Memory Overview¶
Modern processors can execute billions of instructions per second, but accessing main memory is far slower than executing arithmetic operations. This large gap between CPU speed and memory speed is known as the memory wall.
To bridge this gap, computers use a memory hierarchy: multiple layers of storage with different speeds and capacities. Data moves between these layers automatically, allowing frequently used data to be accessed quickly while still supporting large datasets.
Understanding the memory hierarchy is essential for writing high-performance programs. Many performance differences between algorithms arise not from computation but from how efficiently they access memory.
1. The Memory Hierarchy¶
The memory hierarchy organizes storage into layers with different characteristics.

Material supplied:
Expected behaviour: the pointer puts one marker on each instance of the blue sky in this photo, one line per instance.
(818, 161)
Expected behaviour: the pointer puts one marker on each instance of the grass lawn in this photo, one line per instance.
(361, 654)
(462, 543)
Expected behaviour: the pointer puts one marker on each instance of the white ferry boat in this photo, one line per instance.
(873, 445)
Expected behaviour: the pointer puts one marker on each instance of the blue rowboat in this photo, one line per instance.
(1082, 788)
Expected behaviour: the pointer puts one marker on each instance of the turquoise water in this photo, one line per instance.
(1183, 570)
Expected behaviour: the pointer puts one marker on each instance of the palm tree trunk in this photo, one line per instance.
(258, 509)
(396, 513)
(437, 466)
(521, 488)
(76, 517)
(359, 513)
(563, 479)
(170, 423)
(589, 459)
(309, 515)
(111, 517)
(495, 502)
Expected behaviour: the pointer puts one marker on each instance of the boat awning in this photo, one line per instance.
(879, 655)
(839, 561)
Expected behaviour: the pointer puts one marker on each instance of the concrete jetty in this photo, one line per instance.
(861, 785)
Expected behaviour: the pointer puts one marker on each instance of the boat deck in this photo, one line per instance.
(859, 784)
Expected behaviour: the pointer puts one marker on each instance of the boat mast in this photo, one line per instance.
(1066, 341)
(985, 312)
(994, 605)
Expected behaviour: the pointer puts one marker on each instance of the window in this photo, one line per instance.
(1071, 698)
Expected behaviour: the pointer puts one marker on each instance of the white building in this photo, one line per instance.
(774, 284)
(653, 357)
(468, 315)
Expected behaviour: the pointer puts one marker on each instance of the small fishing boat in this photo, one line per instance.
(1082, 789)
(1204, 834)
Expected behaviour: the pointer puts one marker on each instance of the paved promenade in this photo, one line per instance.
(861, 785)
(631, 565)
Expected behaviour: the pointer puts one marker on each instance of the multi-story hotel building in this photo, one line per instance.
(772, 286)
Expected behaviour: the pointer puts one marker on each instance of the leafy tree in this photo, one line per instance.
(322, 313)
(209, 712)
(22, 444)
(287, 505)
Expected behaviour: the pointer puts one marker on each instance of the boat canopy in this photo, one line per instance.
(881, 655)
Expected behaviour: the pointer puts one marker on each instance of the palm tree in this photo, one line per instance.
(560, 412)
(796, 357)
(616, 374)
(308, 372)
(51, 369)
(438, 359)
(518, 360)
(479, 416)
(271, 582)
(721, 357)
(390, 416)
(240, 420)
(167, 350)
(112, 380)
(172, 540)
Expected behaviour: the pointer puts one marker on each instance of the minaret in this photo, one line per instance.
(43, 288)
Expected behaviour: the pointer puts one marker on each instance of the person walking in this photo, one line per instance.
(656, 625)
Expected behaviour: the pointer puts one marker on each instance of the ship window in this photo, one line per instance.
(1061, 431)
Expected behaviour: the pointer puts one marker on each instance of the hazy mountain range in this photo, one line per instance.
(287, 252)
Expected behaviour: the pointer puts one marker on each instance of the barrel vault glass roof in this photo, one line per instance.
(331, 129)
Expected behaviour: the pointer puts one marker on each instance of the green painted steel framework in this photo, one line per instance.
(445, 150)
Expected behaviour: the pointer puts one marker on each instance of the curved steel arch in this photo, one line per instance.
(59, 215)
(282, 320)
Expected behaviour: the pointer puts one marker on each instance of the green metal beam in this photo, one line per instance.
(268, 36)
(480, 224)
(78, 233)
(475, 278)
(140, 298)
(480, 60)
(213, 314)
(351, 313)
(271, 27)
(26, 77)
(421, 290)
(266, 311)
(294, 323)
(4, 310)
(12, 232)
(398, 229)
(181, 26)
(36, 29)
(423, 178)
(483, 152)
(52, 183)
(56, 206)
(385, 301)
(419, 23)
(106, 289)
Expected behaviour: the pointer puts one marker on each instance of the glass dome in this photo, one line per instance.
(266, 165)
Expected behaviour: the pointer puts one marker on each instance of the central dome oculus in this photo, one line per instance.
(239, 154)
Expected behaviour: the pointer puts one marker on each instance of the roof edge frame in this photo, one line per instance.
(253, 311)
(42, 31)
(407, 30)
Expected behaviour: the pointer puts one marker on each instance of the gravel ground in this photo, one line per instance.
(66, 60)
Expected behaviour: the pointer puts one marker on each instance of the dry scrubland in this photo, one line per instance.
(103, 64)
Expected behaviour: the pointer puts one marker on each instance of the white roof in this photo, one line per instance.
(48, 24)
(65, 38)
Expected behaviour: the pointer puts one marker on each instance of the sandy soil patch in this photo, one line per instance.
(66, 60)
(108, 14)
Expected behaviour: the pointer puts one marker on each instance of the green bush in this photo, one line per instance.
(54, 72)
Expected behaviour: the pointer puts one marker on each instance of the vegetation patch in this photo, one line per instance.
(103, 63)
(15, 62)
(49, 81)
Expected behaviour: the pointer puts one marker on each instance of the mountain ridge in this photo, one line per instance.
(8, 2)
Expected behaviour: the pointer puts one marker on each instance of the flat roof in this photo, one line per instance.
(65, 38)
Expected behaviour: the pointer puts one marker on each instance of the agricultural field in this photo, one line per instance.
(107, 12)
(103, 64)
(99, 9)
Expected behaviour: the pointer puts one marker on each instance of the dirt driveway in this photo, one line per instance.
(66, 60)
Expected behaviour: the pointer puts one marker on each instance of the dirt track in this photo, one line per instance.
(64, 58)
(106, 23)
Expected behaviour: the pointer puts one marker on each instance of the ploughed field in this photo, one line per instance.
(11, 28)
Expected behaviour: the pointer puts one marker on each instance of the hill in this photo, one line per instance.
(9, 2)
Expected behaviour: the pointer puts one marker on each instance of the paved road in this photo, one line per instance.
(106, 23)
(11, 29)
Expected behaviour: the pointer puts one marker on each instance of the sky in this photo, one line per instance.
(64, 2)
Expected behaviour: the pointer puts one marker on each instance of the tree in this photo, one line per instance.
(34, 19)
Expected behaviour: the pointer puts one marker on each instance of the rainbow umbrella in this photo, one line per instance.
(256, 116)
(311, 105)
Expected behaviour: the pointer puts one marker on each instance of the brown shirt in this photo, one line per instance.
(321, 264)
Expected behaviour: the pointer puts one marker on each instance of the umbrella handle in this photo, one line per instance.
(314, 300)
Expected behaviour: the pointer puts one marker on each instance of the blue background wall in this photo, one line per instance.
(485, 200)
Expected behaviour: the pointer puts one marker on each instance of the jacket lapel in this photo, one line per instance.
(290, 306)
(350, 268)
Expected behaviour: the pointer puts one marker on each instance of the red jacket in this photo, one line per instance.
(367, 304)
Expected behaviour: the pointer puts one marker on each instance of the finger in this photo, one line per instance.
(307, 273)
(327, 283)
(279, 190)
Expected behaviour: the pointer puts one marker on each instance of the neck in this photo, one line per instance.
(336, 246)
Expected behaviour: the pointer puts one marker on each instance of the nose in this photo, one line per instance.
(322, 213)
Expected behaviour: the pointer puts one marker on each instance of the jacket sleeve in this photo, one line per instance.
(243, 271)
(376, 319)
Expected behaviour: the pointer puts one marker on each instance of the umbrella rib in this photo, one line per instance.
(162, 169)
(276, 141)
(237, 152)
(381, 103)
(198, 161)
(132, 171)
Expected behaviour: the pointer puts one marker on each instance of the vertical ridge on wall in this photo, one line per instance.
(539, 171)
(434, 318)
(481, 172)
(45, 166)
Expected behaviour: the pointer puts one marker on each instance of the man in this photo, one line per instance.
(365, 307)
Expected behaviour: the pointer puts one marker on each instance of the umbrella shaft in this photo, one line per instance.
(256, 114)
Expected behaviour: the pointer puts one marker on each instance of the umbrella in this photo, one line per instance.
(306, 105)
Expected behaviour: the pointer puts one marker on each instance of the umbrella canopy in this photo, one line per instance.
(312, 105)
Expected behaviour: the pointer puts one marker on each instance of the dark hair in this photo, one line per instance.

Task requirements:
**a)** Summarize the memory overview in two sentences.
**b)** Reproduce word for word the part of the memory overview that opens with the words containing "Understanding the memory" and closes with "with different characteristics.".

Solutions:
**a)** Accessing main memory is far slower than executing arithmetic operations, and this gap between CPU speed and memory speed is called the memory wall. Computers bridge it with a memory hierarchy of storage layers with different speeds and capacities, and understanding this hierarchy is essential for writing high-performance programs because many performance differences between algorithms come from how efficiently they access memory.

**b)**
Understanding the memory hierarchy is essential for writing high-performance programs. Many performance differences between algorithms arise not from computation but from how efficiently they access memory.
1. The Memory Hierarchy¶
The memory hierarchy organizes storage into layers with different characteristics.